# Texto del ejercicio:
-=-=-

A Manaure, hace muchos años, llegaron familias santandereanas. Venían huyendo de la violencia política (así la llamaban) que en su departamento se desató con ferocidad; cerca de mi casa se instaló una familia inolvidable: Los Quintero Serpa, Martín y Lucila, con sus hijos hicieron parte de ese mundo que se cree mágico: la niñez.

Lucila era pianista, pintora y le gustaba la repostería, sus tortas eran de delirio para nosotros los pequeños primos que menciono en mi libro ‘Beliza, tu pelo tiene…’ Martín llevaba unos libros en los que escribía algo, gozaba de la naturaleza, lo más relevante era el amor que compartían, tanto que a su hijo mayor lo llamaron Lumar, sus nombres entrelazados; hasta hoy y para siempre los recordaré como el matrimonio perfecto.

A cualquier hora se escuchaba una melodía que se repetía por el eco de los montes dentro de la placidez de Manaure el de los aromas a rosa y azahares, era Lucila al piano; hacía un derroche de música que nosotros, los pequeños, nunca habíamos escuchado: nos asomábamos a verla tocando y mirando un libro que después, lógico, supimos que se llamaba partitura: los pájaros aprendieron nuevos trinos escuchando a Beethoven, Schubert, y otros maestros que hacían su debut en el pueblo interpretados por esa señora fina y bonita.

Fue un día cualquiera, al despedirse de una visita que hacía a mi madre, cuando llamó a sus pequeños hijos y les dijo: `vamos que hoy hay que encenderle la velita a su tío”. Era un ritual mensual: ante una fotografía de un apuesto militar encendía la veladorcita en su memoria; uno de sus niños nos dijo que era su tío y que estaba en el cielo.

-=-=-

# Líneas proporcionadas:

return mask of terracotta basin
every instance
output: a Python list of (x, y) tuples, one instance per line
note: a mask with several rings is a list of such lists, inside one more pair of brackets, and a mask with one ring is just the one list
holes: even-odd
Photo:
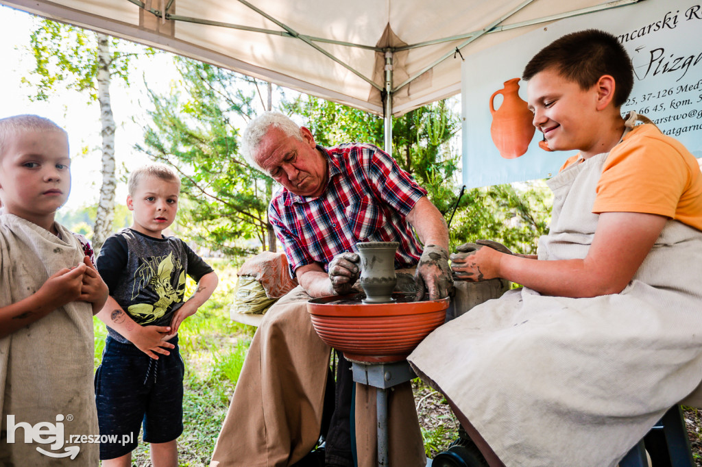
[(366, 363), (404, 360), (422, 339), (444, 324), (449, 299), (412, 302), (392, 294), (394, 303), (364, 304), (364, 294), (324, 297), (307, 302), (314, 330), (347, 359)]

-=-=-

# Trabajo pendiente:
Retoma el relato sobre la familia Quintero Serpa en Manaure y sigue escribiéndolo a partir de su última oración.

# Respuesta escrita:
Lucila le contó a mi madre que su hermano, que era capitán, había muerto en la revuelta del 9 de abril y que en el momento en que murió su esposa, muy joven, daba a luz a su segundo hijo en la Clínica de la Magdalena. La historia se volvió asombrosa, porque nos contaban nuestros mayores que la joven madre lo vio entrar a su habitación donde descansaba después del parto, la observó sin decirle nada y se quedó largo tiempo detallando a su hijo y salió del cuarto pero nadie vio su figura etérea, solo la esposa, porque a esa hora moría ante el Palacio de San Carlos (Palacio de la Carrera) acribillado por la turba frenética.

Ahora cuando se transmite la historia del Dr. Mata, en la televisión colombiana, y se revive el Bogotazo, se me dio por estudiar bien cómo pasó todo, y encontré el caso del capitán Mario Serpa, que póstumamente recibió el grado de Mayor. Me conmocionó, recordé su imagen en la casa de Lucila y Martín, la velita y la historia que el pueblo alargó. La leí en Internet contada por uno de sus hijos, Jorge Erazo Serpa CN quien habla que se despidió de él, que era un niñito, con un beso: “Esa despedida calentó mi mejilla por un instante, pero me dejó triste y frío el corazón para toda la vida”.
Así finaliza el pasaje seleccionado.